• Given exercise:
Answer these questions from the text about Jordan below:
1. Which band did Jordan manage in 1977?
2. What character did she play in Jubilee?
3. What is the title of her autobiography, and in what year was it published?

Jordan
Original SEX boutique assistant and yet another style guru. Jordan became one of the most outrageous and sussed punks on the London scene. Originating from Seaford, a small southeast coastal village she would travel on commuter-filled trains to London in first her own and then some of Vivienne Westwood’s most shocking creations. She became a willing human guinea pig for Vivienne’s latest punk fashion designs and would wear everything and anything on the changing face of the Kings Road punk scene. She gained early fame at an embryonic Sex Pistols gig by being stripped by Johnny Rotten on stage and on Tony Wilson’s So It Goes where her swastika armband was blanked out and she threw a chair.
She became first the obsession of Adam Ant, then the manager of his band Adam & The Ants in their hardcore punk era in 1977 and got up on stage to sing the diatribe Lou. In 1978 she gained film stardom (sic) in Derek Jarman’s fantasy punk noir Jubilee singing a buxom Rule Britannia as character Amyl Nitrate. She faded out of focus in the early 80’s claiming punk wasn’t a challenge anymore and returned to her roots on the South Coast working as a veterinary nurse and breeding Burmese cats.
In the late 2010’s she emerged back on the punk scene going to gigs and a more visible presence. Her autobiography, Defying Gravity was published in 2019, but sadly she passed away in 2022 aged 66, arguably the queen of punk.
This page is based on an article called Calmer Chameleon by Richard Kick aka Richard Cabut that appeared in ZigZag May 1984. I have added lots of extra text and photos and cut out the guff (sorry!). Also used Search & Destroy 4. Fanzines Ripped and Torn. NME article Julie Burchill April 1978. Zerox Antz Fanzine and fuck knows what else.

• Data section:
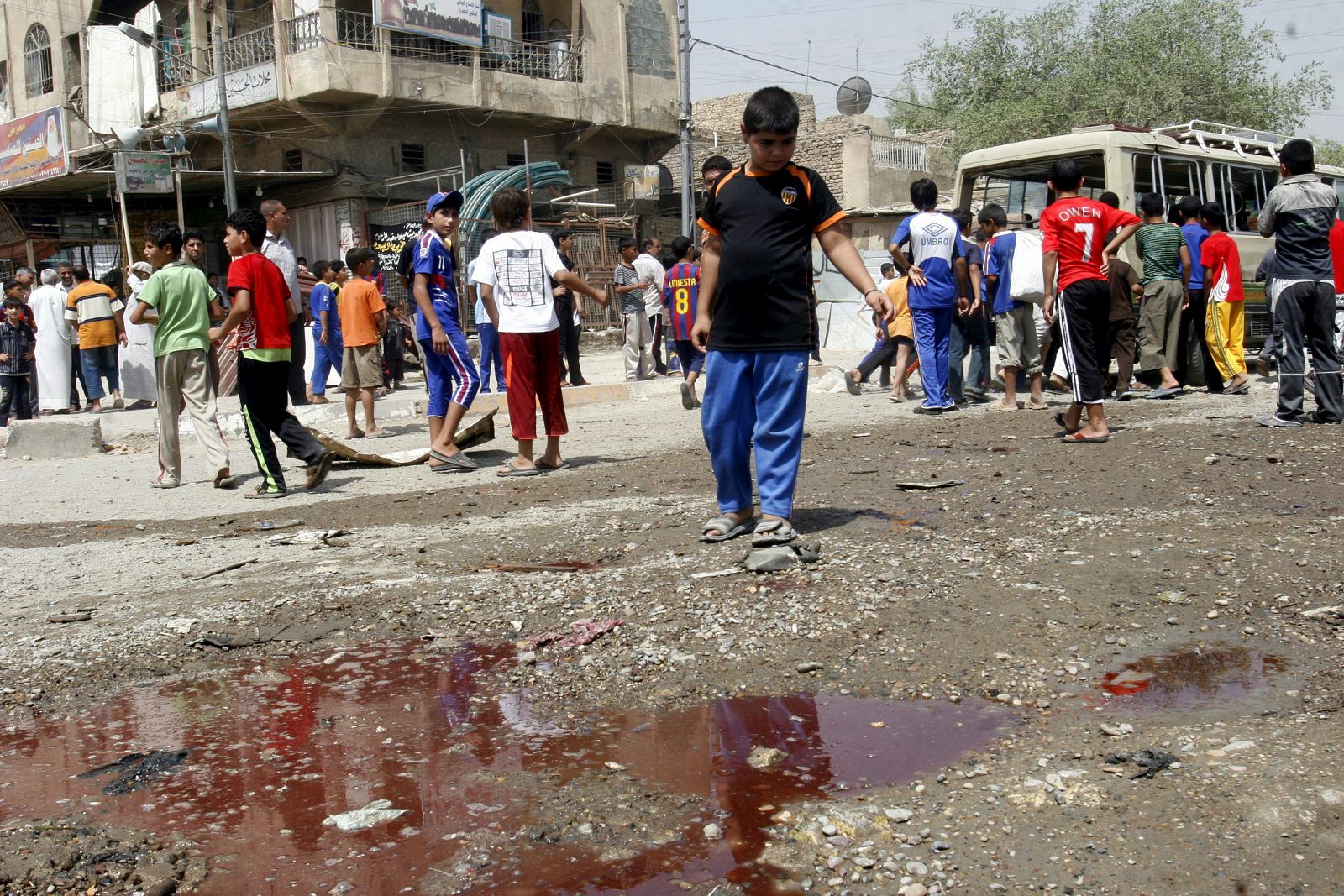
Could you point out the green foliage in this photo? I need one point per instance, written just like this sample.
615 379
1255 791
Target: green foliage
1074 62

---

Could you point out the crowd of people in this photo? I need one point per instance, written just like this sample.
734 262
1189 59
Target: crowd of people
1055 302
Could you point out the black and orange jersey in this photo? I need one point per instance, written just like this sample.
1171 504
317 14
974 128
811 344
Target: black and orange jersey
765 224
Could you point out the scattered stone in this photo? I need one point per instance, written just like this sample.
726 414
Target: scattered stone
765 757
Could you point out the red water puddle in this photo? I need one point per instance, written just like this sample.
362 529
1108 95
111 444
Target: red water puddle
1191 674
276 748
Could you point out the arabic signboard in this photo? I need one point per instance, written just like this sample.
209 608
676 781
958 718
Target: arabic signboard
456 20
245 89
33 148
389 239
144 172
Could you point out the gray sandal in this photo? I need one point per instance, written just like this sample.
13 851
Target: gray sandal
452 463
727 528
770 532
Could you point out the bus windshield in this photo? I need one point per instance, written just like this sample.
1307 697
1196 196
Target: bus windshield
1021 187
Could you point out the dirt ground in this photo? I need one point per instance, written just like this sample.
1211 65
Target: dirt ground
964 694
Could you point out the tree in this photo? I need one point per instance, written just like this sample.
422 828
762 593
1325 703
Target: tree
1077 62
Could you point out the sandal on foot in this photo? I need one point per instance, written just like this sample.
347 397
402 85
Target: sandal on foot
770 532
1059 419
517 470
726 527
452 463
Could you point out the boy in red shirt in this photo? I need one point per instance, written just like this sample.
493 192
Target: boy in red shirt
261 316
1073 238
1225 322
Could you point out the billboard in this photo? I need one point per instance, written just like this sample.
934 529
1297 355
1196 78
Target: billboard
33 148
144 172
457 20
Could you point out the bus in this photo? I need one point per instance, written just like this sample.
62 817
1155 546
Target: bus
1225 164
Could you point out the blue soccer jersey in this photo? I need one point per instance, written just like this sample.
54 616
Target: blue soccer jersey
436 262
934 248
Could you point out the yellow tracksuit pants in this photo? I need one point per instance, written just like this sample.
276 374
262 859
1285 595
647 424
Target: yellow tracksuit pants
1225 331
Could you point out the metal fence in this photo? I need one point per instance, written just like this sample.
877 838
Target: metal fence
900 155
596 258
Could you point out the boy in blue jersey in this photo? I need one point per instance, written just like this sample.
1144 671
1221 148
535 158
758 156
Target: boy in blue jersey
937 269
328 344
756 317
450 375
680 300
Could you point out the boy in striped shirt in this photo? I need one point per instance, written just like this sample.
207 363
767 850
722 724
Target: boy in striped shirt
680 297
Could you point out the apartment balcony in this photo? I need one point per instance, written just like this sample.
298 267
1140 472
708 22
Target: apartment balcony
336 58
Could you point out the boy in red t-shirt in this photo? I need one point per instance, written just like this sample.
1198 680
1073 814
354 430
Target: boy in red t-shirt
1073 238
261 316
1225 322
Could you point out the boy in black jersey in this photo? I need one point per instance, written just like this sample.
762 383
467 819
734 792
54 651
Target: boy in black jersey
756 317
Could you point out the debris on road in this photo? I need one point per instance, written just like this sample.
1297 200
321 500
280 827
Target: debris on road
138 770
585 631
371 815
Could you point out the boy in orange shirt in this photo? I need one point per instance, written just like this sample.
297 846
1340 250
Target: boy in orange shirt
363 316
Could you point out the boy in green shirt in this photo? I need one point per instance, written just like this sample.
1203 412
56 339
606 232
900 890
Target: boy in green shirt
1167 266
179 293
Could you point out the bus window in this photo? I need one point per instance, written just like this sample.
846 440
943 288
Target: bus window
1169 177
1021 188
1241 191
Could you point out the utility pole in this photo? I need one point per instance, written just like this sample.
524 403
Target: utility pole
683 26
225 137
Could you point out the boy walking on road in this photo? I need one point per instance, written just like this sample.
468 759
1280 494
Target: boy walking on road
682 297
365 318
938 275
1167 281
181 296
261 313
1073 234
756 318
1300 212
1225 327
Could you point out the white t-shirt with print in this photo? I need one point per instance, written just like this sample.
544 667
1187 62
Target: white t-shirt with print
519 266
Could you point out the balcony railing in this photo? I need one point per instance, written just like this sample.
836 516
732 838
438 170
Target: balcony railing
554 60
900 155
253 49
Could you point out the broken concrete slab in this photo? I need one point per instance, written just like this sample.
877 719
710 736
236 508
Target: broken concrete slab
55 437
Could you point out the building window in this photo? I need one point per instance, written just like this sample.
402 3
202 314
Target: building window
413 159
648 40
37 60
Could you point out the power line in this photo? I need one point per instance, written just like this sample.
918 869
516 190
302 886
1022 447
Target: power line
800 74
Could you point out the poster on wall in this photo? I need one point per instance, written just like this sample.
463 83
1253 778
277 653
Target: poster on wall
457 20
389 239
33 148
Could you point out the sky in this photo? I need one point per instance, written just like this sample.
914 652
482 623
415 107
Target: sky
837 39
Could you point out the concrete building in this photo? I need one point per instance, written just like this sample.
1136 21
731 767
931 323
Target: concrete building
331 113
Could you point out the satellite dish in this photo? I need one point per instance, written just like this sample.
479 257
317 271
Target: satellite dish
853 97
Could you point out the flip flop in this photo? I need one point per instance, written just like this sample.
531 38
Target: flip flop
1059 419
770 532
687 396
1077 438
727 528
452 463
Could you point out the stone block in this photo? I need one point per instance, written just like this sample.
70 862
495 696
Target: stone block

• Expected answer:
1. Adam & The Ants
2. Amyl Nitrate
3. Defying Gravity, published in 2019